SUPPLIED RECORDS:
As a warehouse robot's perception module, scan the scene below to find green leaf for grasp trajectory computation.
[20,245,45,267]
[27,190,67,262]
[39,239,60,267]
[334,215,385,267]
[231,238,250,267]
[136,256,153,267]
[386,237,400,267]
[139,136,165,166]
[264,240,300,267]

PROBLEM TO SOLVE: Convert the material above into a two-column CSV with the headers input and output. Give one row for each item, with its text in input and its answer in output, each in a single quoted field with any line breaks replaced by spaces.

SOLUTION FOR THIS PROBLEM:
input,output
"As a warehouse robot's perception module, scan the scene below to find green leaf for grasp trajectory computation.","[20,245,45,267] [27,190,67,262] [39,239,60,267] [334,215,385,267] [231,238,250,267] [136,256,153,267] [386,237,400,267] [139,136,165,166] [264,240,300,267]"